#### [Requirement]
Reproduce the passage of the inspection report text below from "For these RWPs, the" up to and including "Work Coverage (02.05)", word for word.

#### [Reading passage]
========================

The inspectors reviewed several radiation work permits (RWPs) used to access high radiation areas (HRAs) and evaluated the specified work control instructions or control barriers. These RWPs included the following:

  • RWP 10010896: Reactor Disassembly/Reassembly and Cavity Work;
  • RWP 10010972: Refurbish 2-100-50 Valve;
  • RWP 10010902: ERV/SRV/Target Rock Valve Activities; and

For these RWPs, the inspectors assessed whether allowable stay times or permissible dose (including from the intake of radioactive material) for radiologically significant work under each RWP was clearly identified. The inspectors evaluated whether electronic personal dosimeter alarm setpoints were in conformance with survey indications and plant policy.

The inspectors selected two occurrences where a worker's electronic dosimetry had malfunctioned or alarmed to determine whether the workers responded appropriately to the off-normal condition. The inspectors reviewed the corrective action documents and dose evaluations associated with the occurrences to determine if they were completed appropriately.

b. Findings

No findings of significance were identified.

.4 Radiological Hazards Control and Work Coverage (02.05)

a. Inspection Scope

The inspectors evaluated ambient radiological conditions (e.g., radiation levels) during walkdowns of the facility. The inspectors assessed whether the conditions were consistent with posted surveys, RWPs, and worker briefings.

========================

#### [Collected material]
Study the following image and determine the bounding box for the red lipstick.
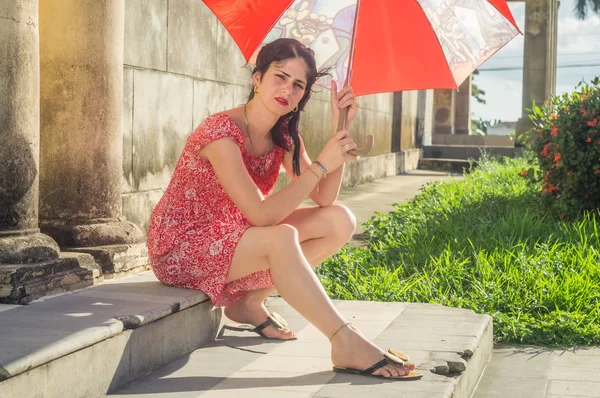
[275,97,290,106]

========================

#### [Written response]
For these RWPs, the inspectors assessed whether allowable stay times or permissible dose (including from the intake of radioactive material) for radiologically significant work under each RWP was clearly identified. The inspectors evaluated whether electronic personal dosimeter alarm setpoints were in conformance with survey indications and plant policy.

The inspectors selected two occurrences where a worker's electronic dosimetry had malfunctioned or alarmed to determine whether the workers responded appropriately to the off-normal condition. The inspectors reviewed the corrective action documents and dose evaluations associated with the occurrences to determine if they were completed appropriately.

b. Findings

No findings of significance were identified.

.4 Radiological Hazards Control and Work Coverage (02.05)